→ 作業依頼:
「最愛」と題された課題文を、一字一句変えずに全文書き写してください。

→ 課題文:
◇ ◇ ◇

最愛 | KeyboardだってROCKだぜ

KeyboardだってROCKだぜ

引き際を見誤った、金髪ロックキーボーディストのよもやま話。

どうしても忘れられない話。
今回は音楽まったく関係なしで。

もう17年も前ですが、大好きだった【ヤツ】が逝ってしまいました。
いつも実家に戻ると真っ先に玄関に迎えに来てくれて、滞在中は家の中をついて回り、側を離れませんでした。それほど仲がよかった【ヤツ】。

父が大の犬好きだったので、物心ついた頃から常に家には犬がいました。動物好きな方は皆さんそうだと思いますが、失った直後は『もう二度と飼わない』と思うものの、また欲しくなって迎えての繰り返し。そういう中で、【ヤツ】もウチに来ました。

◇ ◇ ◇

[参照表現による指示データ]
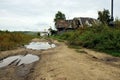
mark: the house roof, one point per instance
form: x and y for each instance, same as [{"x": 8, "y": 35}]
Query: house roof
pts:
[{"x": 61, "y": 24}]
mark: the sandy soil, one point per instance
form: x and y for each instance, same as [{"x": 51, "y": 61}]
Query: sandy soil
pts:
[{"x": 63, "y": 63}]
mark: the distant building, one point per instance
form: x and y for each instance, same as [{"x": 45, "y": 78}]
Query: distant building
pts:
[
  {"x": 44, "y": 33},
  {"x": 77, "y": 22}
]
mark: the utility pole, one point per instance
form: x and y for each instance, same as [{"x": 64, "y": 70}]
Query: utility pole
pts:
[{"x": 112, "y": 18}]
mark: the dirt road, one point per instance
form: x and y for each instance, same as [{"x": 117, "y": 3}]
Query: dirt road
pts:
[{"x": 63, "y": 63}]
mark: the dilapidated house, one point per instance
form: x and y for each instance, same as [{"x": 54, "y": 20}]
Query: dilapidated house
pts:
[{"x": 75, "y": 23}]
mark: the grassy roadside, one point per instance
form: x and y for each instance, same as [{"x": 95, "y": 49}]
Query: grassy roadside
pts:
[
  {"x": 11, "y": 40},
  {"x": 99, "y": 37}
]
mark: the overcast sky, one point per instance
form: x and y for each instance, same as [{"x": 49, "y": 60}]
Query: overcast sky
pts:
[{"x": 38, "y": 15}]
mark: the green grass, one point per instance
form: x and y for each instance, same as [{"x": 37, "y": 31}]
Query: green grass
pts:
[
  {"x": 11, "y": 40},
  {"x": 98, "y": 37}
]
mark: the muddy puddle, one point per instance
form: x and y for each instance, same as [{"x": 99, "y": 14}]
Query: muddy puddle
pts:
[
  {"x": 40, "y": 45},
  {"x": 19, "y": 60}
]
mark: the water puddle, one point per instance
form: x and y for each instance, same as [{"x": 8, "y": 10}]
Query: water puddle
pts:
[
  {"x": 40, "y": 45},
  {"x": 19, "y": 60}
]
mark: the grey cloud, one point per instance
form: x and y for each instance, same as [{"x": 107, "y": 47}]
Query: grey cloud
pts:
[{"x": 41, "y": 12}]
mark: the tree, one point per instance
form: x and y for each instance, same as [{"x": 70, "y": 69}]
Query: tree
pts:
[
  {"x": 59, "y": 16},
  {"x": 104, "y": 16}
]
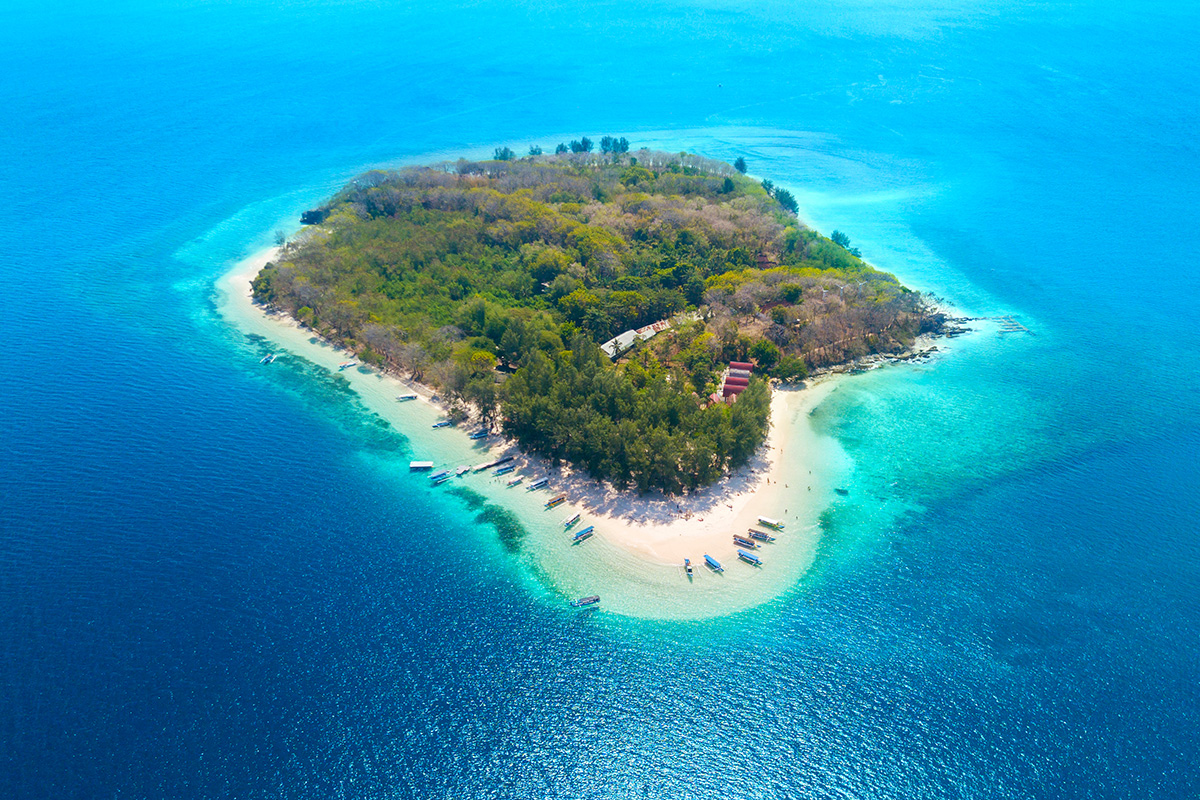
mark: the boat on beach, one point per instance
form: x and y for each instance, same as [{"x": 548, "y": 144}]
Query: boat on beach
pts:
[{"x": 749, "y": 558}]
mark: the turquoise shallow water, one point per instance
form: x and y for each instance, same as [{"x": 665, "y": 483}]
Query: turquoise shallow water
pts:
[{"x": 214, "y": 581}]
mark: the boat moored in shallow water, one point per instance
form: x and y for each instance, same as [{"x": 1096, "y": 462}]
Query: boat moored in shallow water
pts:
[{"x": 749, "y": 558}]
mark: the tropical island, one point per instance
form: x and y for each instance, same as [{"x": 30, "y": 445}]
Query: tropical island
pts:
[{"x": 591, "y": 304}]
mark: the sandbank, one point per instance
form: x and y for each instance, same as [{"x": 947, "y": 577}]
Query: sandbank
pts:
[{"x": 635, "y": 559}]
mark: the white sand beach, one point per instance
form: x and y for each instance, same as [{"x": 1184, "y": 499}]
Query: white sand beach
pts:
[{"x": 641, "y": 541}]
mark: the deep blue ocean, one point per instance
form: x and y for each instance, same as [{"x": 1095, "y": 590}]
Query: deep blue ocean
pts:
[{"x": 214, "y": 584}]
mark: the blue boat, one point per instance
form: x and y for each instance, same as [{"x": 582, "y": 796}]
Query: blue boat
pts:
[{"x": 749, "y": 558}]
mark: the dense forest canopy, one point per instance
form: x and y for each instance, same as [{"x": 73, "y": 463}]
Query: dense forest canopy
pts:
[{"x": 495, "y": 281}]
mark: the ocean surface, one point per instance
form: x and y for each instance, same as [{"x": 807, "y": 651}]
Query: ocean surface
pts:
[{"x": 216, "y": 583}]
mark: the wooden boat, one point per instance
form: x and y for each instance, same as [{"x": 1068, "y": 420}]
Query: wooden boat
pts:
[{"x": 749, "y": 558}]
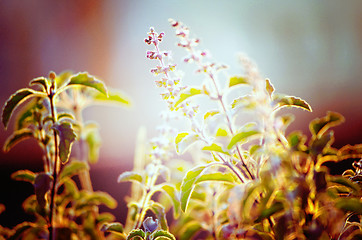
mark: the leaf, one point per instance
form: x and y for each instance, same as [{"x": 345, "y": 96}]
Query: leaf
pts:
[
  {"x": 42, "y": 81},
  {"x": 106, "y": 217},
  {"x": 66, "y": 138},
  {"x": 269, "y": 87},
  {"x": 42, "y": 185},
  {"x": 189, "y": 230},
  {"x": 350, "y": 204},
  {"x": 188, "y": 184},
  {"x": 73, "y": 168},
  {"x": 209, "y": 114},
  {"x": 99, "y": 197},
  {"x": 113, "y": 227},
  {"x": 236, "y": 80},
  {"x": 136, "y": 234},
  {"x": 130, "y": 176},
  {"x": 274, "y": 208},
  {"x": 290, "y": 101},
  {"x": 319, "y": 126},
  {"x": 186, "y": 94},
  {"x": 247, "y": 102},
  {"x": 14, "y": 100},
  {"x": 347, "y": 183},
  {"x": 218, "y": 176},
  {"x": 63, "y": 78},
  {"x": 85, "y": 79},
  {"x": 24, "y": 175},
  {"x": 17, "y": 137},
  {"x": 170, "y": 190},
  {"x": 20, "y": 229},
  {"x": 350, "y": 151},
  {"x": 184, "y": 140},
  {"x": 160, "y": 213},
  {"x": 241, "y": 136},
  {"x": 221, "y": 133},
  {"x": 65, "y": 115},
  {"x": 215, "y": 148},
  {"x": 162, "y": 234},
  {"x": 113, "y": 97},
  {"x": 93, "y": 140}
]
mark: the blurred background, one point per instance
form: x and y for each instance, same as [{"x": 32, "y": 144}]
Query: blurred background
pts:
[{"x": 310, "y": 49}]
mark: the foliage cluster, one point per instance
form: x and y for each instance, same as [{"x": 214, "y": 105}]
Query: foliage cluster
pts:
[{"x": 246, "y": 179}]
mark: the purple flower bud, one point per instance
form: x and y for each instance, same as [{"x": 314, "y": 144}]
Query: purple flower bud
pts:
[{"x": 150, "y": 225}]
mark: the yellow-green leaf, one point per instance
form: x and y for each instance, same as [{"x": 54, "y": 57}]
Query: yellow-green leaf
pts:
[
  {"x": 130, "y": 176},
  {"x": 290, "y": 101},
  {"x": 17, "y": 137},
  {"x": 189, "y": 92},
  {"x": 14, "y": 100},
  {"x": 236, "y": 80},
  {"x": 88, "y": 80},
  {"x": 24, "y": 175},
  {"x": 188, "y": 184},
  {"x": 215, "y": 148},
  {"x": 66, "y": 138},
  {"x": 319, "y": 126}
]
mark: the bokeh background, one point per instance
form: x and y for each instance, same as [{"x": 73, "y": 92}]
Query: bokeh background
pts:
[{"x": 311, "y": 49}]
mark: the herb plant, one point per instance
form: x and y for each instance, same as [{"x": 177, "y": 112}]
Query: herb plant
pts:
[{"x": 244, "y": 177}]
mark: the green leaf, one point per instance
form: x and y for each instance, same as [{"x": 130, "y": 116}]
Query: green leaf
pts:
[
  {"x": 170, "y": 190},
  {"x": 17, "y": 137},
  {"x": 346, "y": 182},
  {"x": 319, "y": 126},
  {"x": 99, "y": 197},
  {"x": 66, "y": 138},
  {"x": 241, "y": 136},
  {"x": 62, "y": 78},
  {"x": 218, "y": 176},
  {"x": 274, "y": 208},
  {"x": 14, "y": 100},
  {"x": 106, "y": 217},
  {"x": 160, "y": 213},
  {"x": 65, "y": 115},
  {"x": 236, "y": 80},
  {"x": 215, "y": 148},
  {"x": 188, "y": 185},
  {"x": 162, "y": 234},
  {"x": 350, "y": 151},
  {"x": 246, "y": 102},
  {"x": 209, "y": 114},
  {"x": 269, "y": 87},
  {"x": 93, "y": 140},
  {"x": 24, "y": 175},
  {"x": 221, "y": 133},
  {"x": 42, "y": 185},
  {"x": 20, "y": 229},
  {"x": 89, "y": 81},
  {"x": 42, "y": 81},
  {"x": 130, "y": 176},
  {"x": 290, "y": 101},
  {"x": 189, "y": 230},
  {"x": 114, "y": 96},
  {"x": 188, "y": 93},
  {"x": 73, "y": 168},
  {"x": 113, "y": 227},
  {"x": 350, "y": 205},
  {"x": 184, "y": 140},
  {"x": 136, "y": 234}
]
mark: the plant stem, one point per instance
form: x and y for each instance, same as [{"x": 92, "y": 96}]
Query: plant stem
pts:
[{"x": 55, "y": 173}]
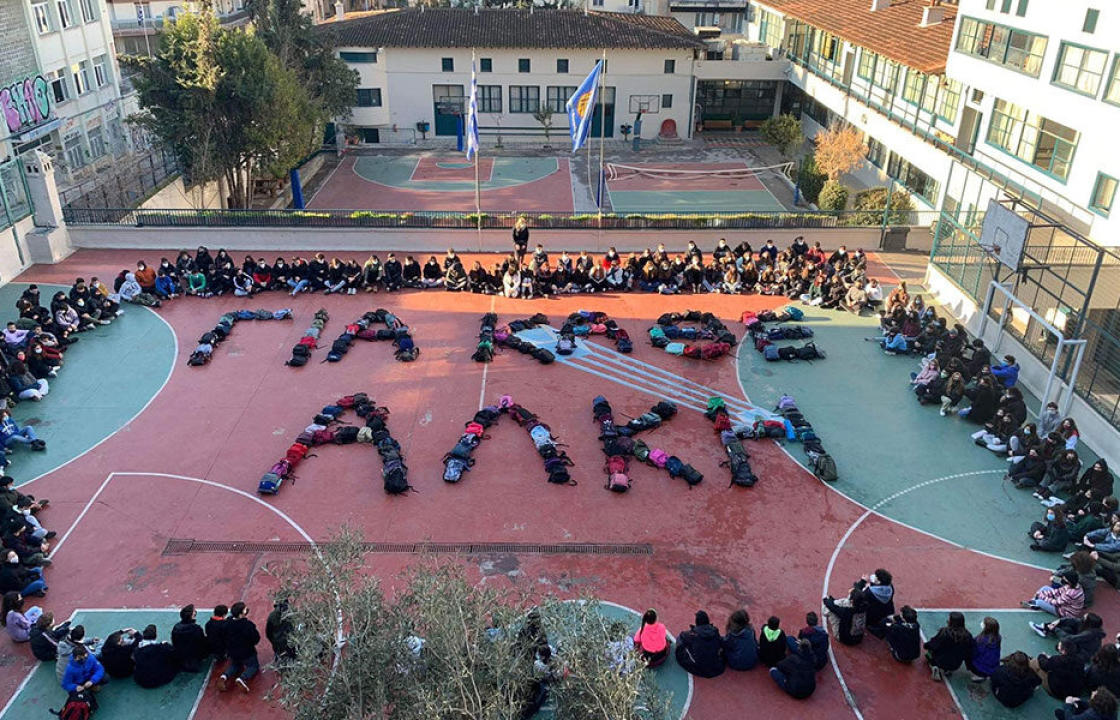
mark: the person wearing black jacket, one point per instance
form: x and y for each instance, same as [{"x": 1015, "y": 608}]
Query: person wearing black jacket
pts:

◇ ◇ ◇

→ 結果:
最愛 | KeyboardだってROCKだぜ

KeyboardだってROCKだぜ

引き際を見誤った、金髪ロックキーボーディストのよもやま話。

どうしても忘れられない話。
今回は音楽まったく関係なしで。

もう17年も前ですが、大好きだった【ヤツ】が逝ってしまいました。
いつも実家に戻ると真っ先に玄関に迎えに来てくれて、滞在中は家の中をついて回り、側を離れませんでした。それほど仲がよかった【ヤツ】。

父が大の犬好きだったので、物心ついた頃から常に家には犬がいました。動物好きな方は皆さんそうだと思いますが、失った直後は『もう二度と飼わない』と思うものの、また欲しくなって迎えての繰り返し。そういう中で、【ヤツ】もウチに来ました。